╭─ Supplied records

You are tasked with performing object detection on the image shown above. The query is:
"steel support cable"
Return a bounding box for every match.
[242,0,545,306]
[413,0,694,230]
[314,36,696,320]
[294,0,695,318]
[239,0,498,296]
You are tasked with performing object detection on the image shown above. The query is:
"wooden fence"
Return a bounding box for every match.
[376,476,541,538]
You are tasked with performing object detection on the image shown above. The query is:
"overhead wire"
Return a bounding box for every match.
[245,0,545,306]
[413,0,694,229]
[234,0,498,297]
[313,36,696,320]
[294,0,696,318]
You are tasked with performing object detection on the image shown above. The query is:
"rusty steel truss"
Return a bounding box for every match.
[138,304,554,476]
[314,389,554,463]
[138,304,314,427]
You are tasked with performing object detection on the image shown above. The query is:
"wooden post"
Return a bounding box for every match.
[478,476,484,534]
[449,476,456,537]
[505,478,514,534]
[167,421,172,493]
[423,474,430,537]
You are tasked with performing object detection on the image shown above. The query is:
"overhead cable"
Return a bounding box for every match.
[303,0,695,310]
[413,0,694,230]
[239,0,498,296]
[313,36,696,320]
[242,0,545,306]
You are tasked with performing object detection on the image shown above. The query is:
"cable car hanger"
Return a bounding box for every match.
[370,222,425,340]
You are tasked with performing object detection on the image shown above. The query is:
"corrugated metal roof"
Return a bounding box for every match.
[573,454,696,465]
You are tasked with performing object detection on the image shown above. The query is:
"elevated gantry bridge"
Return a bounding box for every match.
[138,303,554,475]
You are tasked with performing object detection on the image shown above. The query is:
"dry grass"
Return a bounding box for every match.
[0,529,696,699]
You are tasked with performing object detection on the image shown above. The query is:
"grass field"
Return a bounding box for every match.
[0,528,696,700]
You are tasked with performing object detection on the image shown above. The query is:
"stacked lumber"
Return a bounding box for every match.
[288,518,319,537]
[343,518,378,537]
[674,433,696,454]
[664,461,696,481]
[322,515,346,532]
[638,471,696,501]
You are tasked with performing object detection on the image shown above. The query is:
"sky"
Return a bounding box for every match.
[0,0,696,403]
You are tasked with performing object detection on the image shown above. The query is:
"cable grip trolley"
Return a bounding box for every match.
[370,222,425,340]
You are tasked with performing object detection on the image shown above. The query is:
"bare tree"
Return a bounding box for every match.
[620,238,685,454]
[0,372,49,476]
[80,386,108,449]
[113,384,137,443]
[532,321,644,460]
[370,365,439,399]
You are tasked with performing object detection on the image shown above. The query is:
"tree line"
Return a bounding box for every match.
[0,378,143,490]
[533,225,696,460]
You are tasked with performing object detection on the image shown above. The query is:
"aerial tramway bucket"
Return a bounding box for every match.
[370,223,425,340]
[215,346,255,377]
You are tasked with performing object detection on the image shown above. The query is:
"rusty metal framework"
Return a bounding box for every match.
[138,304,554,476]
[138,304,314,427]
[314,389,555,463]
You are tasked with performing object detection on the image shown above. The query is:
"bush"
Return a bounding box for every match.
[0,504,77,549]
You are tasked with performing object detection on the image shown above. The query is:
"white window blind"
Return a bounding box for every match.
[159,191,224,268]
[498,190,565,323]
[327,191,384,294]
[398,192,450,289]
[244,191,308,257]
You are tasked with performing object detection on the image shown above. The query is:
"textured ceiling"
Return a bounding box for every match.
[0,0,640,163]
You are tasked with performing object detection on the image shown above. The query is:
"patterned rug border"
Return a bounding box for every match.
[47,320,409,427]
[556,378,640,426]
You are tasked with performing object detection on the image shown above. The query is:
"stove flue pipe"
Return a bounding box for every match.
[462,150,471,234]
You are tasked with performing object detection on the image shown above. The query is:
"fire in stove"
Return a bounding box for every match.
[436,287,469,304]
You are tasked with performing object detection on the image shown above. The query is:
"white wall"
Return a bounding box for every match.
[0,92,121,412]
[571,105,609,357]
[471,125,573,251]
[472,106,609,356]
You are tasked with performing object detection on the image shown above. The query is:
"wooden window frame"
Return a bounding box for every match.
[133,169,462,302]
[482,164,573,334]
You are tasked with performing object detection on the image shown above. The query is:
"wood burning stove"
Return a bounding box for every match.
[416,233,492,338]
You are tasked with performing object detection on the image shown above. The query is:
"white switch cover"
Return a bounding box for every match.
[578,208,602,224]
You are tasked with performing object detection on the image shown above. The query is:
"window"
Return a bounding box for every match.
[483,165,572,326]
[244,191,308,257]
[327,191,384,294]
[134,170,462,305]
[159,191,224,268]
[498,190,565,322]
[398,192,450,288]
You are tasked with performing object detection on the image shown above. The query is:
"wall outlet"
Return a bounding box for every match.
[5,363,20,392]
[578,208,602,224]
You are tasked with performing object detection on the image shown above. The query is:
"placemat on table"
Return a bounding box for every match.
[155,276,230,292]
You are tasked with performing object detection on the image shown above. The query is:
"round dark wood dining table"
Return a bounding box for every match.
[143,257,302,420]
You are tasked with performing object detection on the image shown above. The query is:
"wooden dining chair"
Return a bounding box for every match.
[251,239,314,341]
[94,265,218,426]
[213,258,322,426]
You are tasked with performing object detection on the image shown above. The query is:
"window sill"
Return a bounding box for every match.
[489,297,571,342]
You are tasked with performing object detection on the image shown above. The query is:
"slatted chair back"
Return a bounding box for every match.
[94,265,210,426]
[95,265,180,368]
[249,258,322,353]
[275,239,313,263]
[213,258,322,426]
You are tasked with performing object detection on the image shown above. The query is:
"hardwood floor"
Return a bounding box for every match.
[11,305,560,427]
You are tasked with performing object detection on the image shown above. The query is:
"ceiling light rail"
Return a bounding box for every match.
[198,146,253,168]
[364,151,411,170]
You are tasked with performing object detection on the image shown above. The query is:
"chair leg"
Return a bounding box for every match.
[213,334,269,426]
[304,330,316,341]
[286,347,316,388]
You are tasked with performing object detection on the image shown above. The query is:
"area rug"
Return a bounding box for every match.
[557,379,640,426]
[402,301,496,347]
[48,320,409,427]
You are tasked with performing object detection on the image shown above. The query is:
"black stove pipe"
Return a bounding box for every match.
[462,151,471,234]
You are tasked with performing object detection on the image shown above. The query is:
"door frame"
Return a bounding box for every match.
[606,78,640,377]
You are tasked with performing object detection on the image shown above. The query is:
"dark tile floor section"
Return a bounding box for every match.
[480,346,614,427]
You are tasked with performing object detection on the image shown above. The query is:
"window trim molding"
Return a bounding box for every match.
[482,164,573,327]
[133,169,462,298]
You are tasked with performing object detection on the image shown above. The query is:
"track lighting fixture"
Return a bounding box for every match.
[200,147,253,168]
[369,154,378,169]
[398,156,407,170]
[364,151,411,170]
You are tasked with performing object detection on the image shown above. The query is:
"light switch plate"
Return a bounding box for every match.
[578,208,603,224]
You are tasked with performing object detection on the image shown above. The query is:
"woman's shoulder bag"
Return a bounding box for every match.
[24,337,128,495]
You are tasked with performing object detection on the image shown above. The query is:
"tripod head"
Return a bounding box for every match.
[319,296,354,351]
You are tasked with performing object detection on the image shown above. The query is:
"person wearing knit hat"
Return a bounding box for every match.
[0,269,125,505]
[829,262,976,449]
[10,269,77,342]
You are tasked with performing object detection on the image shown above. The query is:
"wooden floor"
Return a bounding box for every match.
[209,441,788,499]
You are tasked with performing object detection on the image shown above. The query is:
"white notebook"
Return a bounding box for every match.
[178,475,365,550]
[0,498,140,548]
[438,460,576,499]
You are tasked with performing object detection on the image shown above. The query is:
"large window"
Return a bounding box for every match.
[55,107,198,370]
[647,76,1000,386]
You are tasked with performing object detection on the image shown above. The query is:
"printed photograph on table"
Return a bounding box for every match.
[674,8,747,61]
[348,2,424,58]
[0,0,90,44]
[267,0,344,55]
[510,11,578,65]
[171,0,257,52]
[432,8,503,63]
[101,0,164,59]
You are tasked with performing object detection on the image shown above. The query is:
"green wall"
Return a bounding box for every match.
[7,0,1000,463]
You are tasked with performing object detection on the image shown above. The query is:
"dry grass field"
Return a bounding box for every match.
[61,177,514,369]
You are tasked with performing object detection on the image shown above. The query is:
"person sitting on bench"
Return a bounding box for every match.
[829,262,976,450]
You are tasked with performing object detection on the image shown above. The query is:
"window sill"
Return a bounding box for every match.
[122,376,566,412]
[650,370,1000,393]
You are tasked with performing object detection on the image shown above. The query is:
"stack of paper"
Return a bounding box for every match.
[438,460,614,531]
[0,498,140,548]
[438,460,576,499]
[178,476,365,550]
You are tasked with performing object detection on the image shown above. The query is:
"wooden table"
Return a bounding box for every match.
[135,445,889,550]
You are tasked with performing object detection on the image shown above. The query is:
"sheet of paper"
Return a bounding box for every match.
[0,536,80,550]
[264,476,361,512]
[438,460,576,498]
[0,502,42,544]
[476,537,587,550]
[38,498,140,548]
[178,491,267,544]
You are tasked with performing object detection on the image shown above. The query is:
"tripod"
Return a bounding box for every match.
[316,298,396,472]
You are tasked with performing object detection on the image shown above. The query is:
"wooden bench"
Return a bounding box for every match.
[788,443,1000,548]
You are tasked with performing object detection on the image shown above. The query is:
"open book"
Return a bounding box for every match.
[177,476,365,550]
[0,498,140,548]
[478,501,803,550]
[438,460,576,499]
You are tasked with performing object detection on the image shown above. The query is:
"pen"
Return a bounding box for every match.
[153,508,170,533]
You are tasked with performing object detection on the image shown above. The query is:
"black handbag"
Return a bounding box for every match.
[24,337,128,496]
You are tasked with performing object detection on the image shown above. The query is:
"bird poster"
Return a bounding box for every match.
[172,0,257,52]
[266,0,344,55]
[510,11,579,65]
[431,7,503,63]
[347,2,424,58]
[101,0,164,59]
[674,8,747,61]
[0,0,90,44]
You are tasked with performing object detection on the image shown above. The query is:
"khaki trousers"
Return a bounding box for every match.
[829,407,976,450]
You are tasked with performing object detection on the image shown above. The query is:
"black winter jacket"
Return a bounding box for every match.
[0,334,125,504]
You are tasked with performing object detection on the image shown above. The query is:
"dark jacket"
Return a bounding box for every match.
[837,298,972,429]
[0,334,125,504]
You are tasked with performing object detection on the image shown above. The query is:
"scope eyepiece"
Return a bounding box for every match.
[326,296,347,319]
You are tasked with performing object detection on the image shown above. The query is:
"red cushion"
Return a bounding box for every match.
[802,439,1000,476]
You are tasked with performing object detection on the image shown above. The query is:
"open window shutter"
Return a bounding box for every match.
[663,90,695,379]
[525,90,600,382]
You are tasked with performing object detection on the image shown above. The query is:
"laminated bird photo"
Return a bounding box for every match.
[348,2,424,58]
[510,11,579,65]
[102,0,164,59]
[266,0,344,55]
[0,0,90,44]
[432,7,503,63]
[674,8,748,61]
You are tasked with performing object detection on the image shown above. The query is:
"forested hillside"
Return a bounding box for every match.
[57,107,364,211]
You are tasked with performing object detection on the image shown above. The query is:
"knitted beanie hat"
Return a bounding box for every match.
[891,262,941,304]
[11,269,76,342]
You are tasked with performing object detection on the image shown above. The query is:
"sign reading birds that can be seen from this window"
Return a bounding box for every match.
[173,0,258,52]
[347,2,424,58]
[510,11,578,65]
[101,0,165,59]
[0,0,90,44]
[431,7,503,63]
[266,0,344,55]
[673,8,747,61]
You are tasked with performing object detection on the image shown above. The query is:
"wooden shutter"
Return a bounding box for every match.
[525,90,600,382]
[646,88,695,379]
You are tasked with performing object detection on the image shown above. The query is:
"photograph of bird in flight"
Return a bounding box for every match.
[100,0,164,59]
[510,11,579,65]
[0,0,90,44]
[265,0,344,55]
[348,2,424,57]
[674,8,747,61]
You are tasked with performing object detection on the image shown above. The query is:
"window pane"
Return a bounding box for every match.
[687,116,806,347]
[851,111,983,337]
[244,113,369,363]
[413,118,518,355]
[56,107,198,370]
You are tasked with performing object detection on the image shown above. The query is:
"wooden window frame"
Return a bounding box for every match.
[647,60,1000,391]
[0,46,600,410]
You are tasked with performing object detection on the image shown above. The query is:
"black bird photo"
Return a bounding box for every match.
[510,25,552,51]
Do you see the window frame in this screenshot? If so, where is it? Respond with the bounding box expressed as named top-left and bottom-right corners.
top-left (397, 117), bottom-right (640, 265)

╰─

What to produce:
Pick out each of the rows above that contains the word "this" and copy it unchanged. Matching is case-sensitive.

Worked answer:
"sign reading birds that can be seen from this window"
Do you see the window frame in this screenshot? If so, where is it? Respond with the bounding box expressed as named top-left and bottom-right corners.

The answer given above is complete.